- [WHAT YOU NEED TO DO]:
a) In the post about human minds on Windows, replace "performance" with "speed" and give back everything from "Hey, so they" down to "expensive for that.".
b) Output everything in the rows from the line containing "Find the sandy" down to the last row, both ends included, as a Markdown table. Use the columns Index and Entry: Index numbers each line, Entry holds the line itself. Leave out blank lines.

RE: Human minds on Windows(?)

Eugene Leitl (eugene.leitl@lrz.uni-muenchen.de)
Mon, 12 Jul 1999 20:26:26 -0700 (PDT)

Billy Brown writes:

> AFAIK, all Microsoft apps have been written as "asynchronous message-passing
> object soup" since sometime in the mid-90s. Also, with the right software

Hey, so they really call OS.send.message() every few 100 machine instructions, or so, and context-switch every 1 us? Really? Mouse handler an object, keyboard handler an object, peripheral storage each an object, each widget an object, each Excel cell an object, almost always sitting in a different node so they have to send messages? We're really talking about Microsoft, Redmond, local universe here, are we?

They can't do it simply because performance on current architectures would suck monumentally. You would have to emulate things, and context switches on current hardware/software architectures are just a tad too expensive for that.

- [DATA RECORDS]:
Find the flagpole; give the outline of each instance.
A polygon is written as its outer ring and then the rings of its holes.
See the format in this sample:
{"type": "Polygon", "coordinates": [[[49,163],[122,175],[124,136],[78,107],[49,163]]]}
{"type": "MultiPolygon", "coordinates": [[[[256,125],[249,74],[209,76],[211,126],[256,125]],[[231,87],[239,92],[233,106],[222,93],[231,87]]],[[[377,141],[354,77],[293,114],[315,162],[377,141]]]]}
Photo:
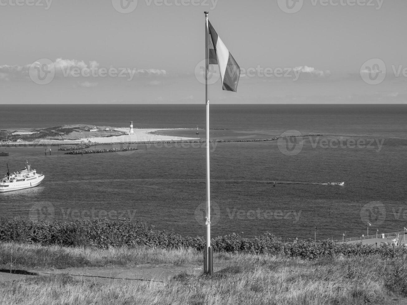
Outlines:
{"type": "Polygon", "coordinates": [[[209,12],[204,12],[205,19],[205,103],[206,106],[206,247],[205,249],[204,271],[212,273],[212,251],[210,247],[210,192],[209,180],[209,100],[208,93],[208,74],[209,70],[209,26],[208,16],[209,12]]]}

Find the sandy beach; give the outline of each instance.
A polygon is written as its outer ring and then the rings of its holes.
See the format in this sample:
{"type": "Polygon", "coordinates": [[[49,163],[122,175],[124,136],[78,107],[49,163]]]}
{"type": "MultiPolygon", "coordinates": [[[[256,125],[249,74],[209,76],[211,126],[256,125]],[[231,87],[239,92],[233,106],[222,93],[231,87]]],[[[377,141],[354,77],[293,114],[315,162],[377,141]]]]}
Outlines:
{"type": "Polygon", "coordinates": [[[115,130],[127,133],[127,135],[112,137],[88,137],[80,139],[81,141],[96,142],[99,143],[111,143],[117,142],[147,142],[159,141],[181,141],[194,140],[199,138],[189,138],[185,137],[177,137],[168,135],[154,135],[150,133],[158,131],[170,130],[170,129],[135,129],[134,133],[129,134],[128,127],[114,128],[115,130]]]}

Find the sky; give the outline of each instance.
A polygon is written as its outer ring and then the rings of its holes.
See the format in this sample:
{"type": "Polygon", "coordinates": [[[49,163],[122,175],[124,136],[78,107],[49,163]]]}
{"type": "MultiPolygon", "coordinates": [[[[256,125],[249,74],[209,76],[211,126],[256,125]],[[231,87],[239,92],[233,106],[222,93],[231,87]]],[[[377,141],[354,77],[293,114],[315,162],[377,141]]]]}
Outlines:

- [RESULTS FOR THE EXERCISE]:
a)
Hey, so they really call OS.send.message() every few 100 machine instructions, or so, and context-switch every 1 us? Really? Mouse handler an object, keyboard handler an object, peripheral storage each an object, each widget an object, each Excel cell an object, almost always sitting in a different node so they have to send messages? We're really talking about Microsoft, Redmond, local universe here, are we?

They can't do it simply because speed on current architectures would suck monumentally. You would have to emulate things, and context switches on current hardware/software architectures are just a tad too expensive for that.

b)
| Index | Entry |
|---|---|
| 1 | Find the sandy beach; give the outline of each instance. |
| 2 | A polygon is written as its outer ring and then the rings of its holes. |
| 3 | See the format in this sample: |
| 4 | {"type": "Polygon", "coordinates": [[[49,163],[122,175],[124,136],[78,107],[49,163]]]} |
| 5 | {"type": "MultiPolygon", "coordinates": [[[[256,125],[249,74],[209,76],[211,126],[256,125]],[[231,87],[239,92],[233,106],[222,93],[231,87]]],[[[377,141],[354,77],[293,114],[315,162],[377,141]]]]} |
| 6 | Outlines: |
| 7 | {"type": "Polygon", "coordinates": [[[115,130],[127,133],[127,135],[112,137],[88,137],[80,139],[81,141],[96,142],[99,143],[111,143],[117,142],[147,142],[159,141],[181,141],[194,140],[199,138],[189,138],[185,137],[177,137],[168,135],[154,135],[150,133],[158,131],[170,130],[170,129],[135,129],[134,133],[129,134],[128,127],[114,128],[115,130]]]} |
| 8 | Find the sky; give the outline of each instance. |
| 9 | A polygon is written as its outer ring and then the rings of its holes. |
| 10 | See the format in this sample: |
| 11 | {"type": "Polygon", "coordinates": [[[49,163],[122,175],[124,136],[78,107],[49,163]]]} |
| 12 | {"type": "MultiPolygon", "coordinates": [[[[256,125],[249,74],[209,76],[211,126],[256,125]],[[231,87],[239,92],[233,106],[222,93],[231,87]]],[[[377,141],[354,77],[293,114],[315,162],[377,141]]]]} |
| 13 | Outlines: |